→ Written exercise: Copy out every line in the records below that contains the word "saucer".
___
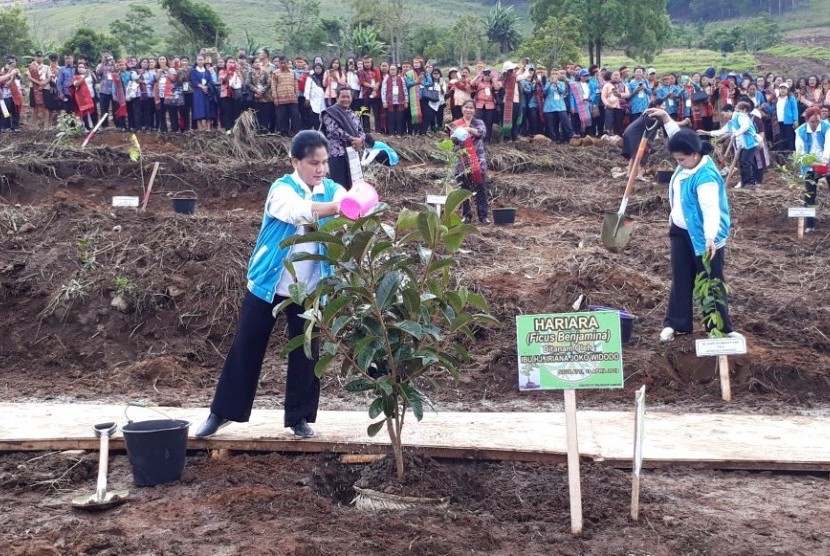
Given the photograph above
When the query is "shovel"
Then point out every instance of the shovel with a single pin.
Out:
(102, 499)
(617, 227)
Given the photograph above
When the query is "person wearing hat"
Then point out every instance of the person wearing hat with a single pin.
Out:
(533, 86)
(11, 95)
(812, 137)
(786, 110)
(39, 80)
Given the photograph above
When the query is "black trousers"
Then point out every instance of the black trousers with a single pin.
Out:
(104, 104)
(810, 191)
(685, 267)
(238, 383)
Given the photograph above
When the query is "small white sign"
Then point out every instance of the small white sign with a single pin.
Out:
(131, 202)
(801, 212)
(720, 346)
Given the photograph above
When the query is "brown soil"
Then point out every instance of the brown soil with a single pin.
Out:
(66, 254)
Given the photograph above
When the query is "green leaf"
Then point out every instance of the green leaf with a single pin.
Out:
(374, 428)
(478, 302)
(359, 385)
(322, 365)
(388, 289)
(410, 327)
(376, 408)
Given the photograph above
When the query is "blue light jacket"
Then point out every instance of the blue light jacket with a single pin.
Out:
(266, 265)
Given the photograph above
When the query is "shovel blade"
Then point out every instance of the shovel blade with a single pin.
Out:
(616, 231)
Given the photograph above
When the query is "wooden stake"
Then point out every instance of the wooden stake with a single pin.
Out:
(150, 186)
(574, 486)
(725, 388)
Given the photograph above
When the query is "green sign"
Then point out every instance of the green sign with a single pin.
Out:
(569, 350)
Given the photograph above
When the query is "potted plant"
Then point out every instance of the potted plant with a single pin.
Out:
(391, 312)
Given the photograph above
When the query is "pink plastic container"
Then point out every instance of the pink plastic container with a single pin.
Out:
(359, 200)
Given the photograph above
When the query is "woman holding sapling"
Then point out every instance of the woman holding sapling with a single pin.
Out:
(698, 229)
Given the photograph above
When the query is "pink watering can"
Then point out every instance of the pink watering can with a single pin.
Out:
(359, 200)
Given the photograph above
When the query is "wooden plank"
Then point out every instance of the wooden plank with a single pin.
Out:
(725, 441)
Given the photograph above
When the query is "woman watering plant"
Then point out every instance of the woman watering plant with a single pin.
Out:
(699, 227)
(295, 202)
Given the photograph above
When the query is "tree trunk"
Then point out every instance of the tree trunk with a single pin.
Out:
(397, 448)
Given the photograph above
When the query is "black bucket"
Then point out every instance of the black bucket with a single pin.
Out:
(157, 450)
(626, 321)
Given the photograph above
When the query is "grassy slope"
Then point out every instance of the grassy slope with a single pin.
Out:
(54, 23)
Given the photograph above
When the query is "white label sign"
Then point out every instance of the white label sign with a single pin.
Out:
(131, 202)
(801, 212)
(720, 346)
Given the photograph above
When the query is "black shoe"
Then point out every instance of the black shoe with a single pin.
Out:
(302, 430)
(211, 425)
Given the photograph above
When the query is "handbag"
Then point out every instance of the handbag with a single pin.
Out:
(431, 95)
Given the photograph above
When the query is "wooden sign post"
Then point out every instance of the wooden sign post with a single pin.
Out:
(722, 347)
(801, 213)
(636, 469)
(438, 201)
(567, 352)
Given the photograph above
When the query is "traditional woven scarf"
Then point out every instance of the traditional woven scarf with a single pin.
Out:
(414, 104)
(468, 156)
(509, 92)
(582, 109)
(344, 119)
(390, 86)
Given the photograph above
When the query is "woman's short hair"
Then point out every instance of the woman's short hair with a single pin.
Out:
(306, 142)
(688, 142)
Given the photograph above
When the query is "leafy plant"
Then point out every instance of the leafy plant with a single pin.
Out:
(710, 294)
(391, 312)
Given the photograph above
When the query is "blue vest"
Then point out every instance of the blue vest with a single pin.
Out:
(708, 173)
(266, 265)
(393, 156)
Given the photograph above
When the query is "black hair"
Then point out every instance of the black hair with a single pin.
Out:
(687, 142)
(306, 142)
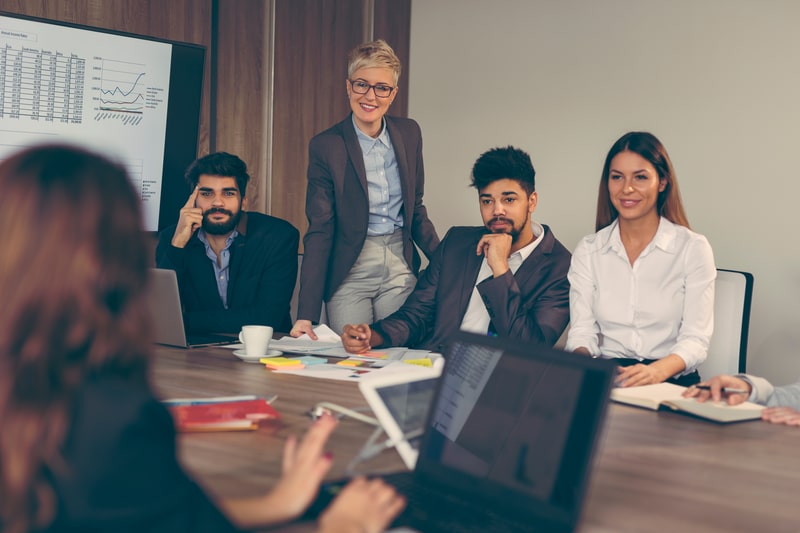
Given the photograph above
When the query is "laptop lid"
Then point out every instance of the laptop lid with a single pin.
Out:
(514, 426)
(164, 303)
(400, 401)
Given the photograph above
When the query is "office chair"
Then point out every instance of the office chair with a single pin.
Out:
(323, 318)
(727, 353)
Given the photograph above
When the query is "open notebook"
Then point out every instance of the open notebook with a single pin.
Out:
(667, 396)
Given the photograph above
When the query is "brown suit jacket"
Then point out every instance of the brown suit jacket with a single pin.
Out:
(530, 305)
(337, 207)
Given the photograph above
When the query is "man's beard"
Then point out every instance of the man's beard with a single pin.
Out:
(220, 228)
(512, 229)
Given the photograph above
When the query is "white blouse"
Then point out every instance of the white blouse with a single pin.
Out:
(660, 305)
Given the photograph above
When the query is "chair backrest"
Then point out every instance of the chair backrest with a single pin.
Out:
(323, 319)
(727, 353)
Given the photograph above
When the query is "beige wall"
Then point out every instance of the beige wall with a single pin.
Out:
(716, 80)
(274, 77)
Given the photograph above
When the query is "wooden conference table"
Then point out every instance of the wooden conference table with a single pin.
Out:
(654, 471)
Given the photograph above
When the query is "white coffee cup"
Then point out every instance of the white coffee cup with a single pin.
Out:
(255, 339)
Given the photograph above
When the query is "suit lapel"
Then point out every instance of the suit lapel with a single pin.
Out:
(472, 267)
(531, 265)
(402, 164)
(238, 251)
(354, 151)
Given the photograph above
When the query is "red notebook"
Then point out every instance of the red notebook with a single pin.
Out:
(225, 416)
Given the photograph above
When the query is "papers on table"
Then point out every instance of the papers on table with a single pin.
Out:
(346, 373)
(327, 340)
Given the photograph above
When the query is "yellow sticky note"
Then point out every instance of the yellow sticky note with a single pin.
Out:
(420, 362)
(280, 361)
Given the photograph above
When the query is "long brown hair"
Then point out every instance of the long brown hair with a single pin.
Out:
(669, 204)
(72, 274)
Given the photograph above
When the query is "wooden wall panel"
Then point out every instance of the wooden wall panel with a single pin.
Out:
(178, 20)
(312, 40)
(307, 55)
(242, 91)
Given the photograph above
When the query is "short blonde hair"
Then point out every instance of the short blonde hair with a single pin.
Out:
(375, 54)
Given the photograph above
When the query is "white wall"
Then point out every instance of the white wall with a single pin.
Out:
(718, 81)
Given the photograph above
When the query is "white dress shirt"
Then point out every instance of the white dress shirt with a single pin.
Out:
(660, 305)
(476, 318)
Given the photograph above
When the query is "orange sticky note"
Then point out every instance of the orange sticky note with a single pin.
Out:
(350, 362)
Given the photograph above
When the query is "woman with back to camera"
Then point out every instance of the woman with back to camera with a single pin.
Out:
(85, 446)
(364, 204)
(642, 287)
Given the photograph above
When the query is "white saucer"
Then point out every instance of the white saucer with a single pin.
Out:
(241, 354)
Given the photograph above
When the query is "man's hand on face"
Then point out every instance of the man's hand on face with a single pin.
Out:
(496, 247)
(191, 218)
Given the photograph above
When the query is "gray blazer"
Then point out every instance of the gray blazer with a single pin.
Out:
(337, 207)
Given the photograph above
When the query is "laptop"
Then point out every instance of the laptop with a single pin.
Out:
(509, 439)
(164, 304)
(400, 402)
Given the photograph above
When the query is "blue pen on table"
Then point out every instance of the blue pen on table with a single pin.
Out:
(724, 390)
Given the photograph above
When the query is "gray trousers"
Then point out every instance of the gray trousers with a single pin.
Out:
(376, 286)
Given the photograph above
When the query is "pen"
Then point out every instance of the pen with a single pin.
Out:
(724, 390)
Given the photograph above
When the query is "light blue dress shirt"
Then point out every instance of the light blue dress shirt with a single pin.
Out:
(221, 268)
(383, 182)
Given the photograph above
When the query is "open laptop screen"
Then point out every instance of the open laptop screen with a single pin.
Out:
(521, 418)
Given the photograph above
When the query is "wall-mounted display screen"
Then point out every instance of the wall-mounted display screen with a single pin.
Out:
(133, 98)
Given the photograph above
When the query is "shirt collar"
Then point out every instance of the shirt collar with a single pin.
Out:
(383, 137)
(538, 231)
(664, 238)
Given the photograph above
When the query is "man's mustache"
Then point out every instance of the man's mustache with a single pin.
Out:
(217, 210)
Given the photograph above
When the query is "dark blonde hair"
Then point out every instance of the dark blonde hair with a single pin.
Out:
(72, 275)
(669, 204)
(375, 54)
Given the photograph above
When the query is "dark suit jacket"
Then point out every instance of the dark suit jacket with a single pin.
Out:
(531, 305)
(263, 272)
(337, 207)
(121, 473)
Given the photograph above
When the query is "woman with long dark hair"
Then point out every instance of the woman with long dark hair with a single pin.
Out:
(642, 287)
(84, 444)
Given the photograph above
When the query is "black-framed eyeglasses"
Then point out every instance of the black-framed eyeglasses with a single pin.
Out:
(362, 87)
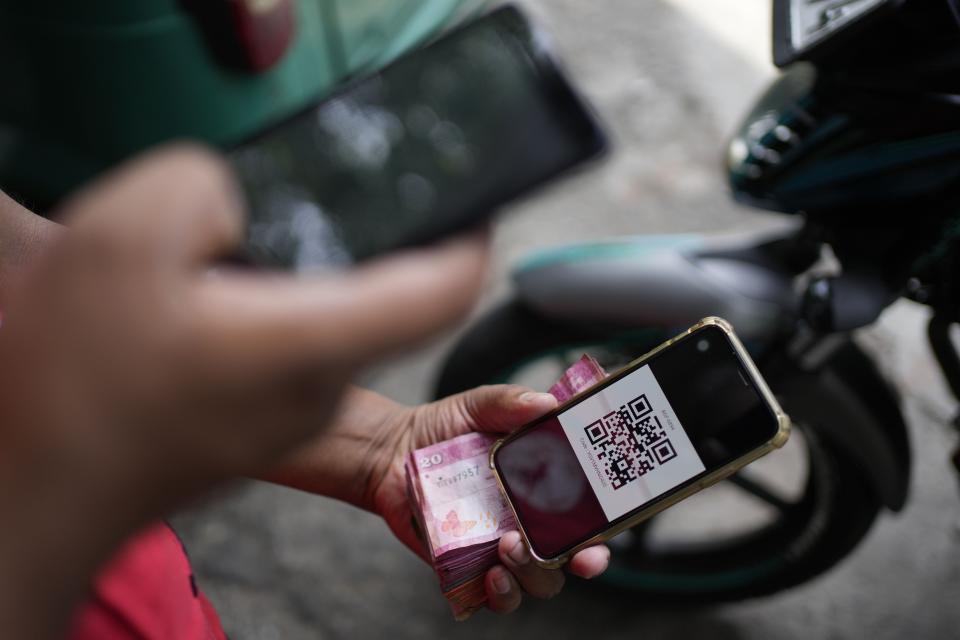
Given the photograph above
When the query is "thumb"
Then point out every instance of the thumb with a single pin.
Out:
(503, 408)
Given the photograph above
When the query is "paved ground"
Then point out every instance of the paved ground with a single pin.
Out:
(670, 83)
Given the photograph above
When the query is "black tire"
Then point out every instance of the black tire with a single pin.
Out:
(809, 536)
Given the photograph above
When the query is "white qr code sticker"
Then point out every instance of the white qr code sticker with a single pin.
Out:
(630, 443)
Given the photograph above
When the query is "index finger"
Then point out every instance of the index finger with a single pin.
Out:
(176, 206)
(278, 320)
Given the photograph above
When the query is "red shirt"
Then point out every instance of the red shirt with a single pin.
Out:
(147, 591)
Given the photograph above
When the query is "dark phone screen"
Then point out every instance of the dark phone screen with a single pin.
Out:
(647, 433)
(425, 147)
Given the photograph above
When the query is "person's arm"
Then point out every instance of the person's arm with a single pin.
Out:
(359, 459)
(133, 377)
(23, 236)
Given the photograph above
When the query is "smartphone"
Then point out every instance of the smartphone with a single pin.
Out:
(682, 417)
(430, 145)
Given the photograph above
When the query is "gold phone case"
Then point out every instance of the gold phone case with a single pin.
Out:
(778, 440)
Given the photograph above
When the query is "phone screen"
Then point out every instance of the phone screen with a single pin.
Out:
(648, 432)
(429, 145)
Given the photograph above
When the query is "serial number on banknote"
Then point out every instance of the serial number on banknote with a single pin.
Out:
(469, 472)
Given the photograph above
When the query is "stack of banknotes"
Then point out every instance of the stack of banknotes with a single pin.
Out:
(460, 508)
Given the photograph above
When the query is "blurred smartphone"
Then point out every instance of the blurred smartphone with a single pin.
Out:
(679, 419)
(430, 145)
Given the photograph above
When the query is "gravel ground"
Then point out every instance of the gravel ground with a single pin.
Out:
(670, 85)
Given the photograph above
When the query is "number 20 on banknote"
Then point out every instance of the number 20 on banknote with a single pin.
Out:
(682, 417)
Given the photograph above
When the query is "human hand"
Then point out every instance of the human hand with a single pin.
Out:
(497, 409)
(133, 376)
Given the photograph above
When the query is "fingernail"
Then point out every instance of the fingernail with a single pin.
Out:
(532, 397)
(519, 553)
(501, 583)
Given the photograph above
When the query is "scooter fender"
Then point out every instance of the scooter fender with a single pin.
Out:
(654, 280)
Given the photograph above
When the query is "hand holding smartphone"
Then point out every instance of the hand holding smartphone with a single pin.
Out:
(430, 145)
(675, 421)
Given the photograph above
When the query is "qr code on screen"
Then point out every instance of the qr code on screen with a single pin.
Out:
(630, 442)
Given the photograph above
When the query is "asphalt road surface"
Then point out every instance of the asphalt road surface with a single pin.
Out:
(670, 79)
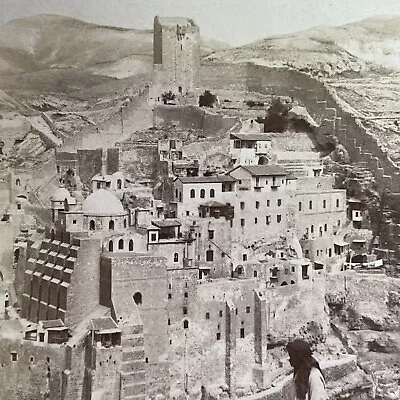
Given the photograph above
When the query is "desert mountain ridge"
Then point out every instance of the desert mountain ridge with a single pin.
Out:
(52, 41)
(372, 44)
___
→ Output for this task:
When the query is "white saucer"
Then point out every instance of the white saucer with a single pin.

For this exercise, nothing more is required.